▶ **Assignment**
The records are to be repeated in full, with the images removed.
======== Available data
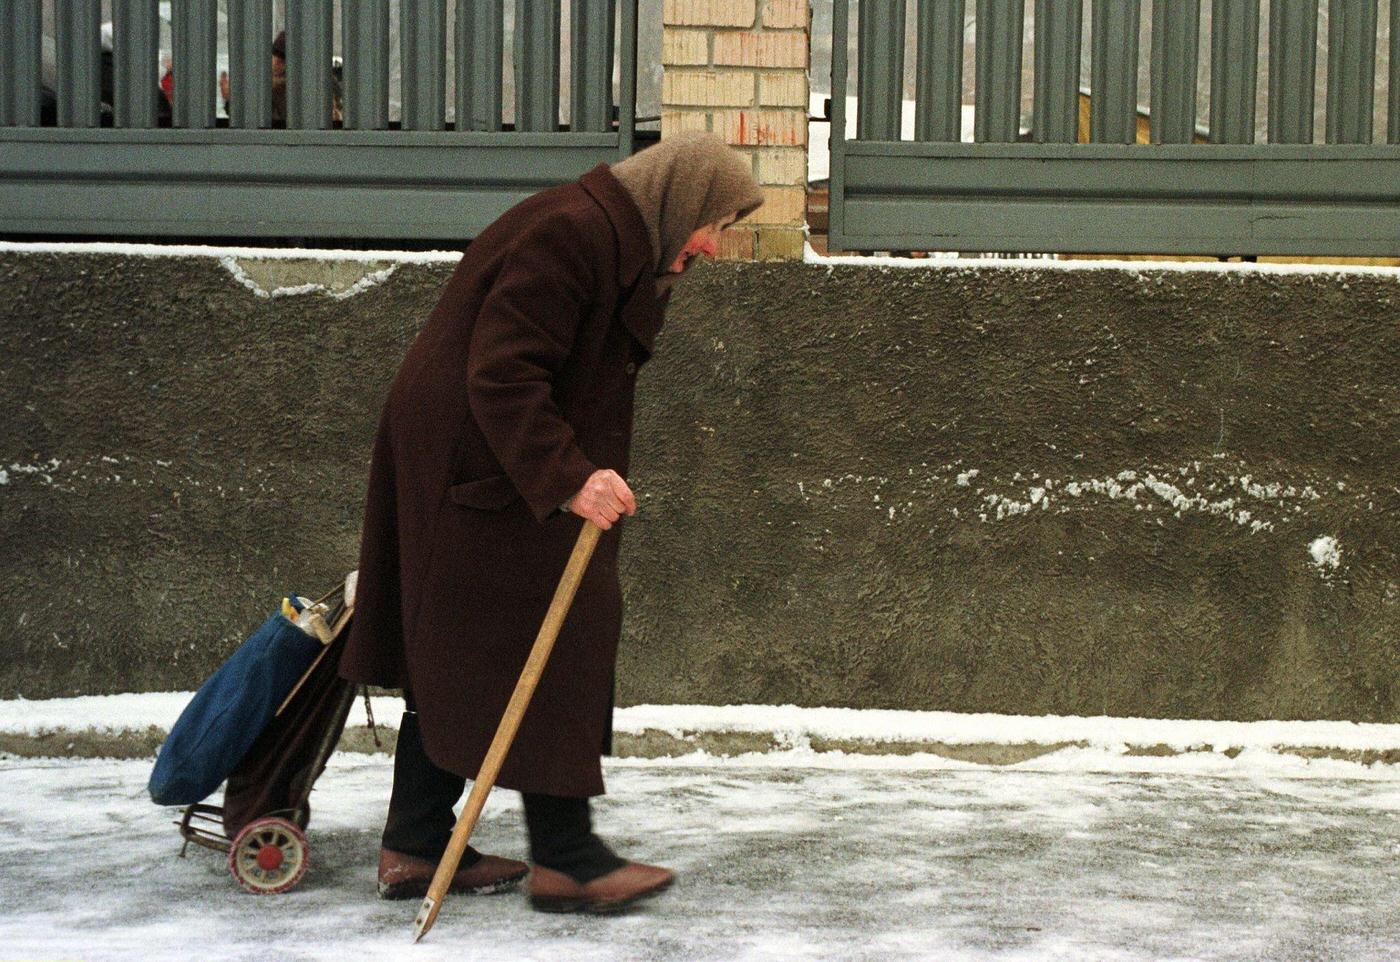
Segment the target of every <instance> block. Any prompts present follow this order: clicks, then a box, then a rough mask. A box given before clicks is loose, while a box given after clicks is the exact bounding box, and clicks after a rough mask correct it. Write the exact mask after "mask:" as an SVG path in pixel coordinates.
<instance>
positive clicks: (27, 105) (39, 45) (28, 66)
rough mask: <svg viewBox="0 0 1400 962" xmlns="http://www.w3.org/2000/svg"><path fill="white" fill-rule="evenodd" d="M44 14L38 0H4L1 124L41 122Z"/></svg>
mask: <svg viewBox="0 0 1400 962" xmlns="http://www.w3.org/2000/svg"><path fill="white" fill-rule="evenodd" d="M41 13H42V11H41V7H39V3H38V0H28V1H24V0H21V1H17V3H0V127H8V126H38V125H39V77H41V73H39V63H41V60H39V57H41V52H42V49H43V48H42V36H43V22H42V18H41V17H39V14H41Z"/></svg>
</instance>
================
▶ **Your solution**
Segment the target of every <instance> block. Any prompts present follow this order: clicks, then a box, then a rough mask. A box given before clicks is loose, while a box given after clicks is the exact bounding box, and clicks after a rough mask correct it. Write the exact mask after "mask:" as an SVG path in pixel coordinates.
<instance>
positive clicks: (27, 105) (39, 45) (28, 66)
rough mask: <svg viewBox="0 0 1400 962" xmlns="http://www.w3.org/2000/svg"><path fill="white" fill-rule="evenodd" d="M44 14L38 0H4L1 124L41 122Z"/></svg>
mask: <svg viewBox="0 0 1400 962" xmlns="http://www.w3.org/2000/svg"><path fill="white" fill-rule="evenodd" d="M41 13H42V11H41V7H39V3H38V0H28V1H24V0H21V1H17V3H0V127H8V126H38V125H39V77H41V73H39V63H41V60H39V57H41V52H42V49H43V48H42V36H43V22H42V18H41V17H39V14H41Z"/></svg>
</instance>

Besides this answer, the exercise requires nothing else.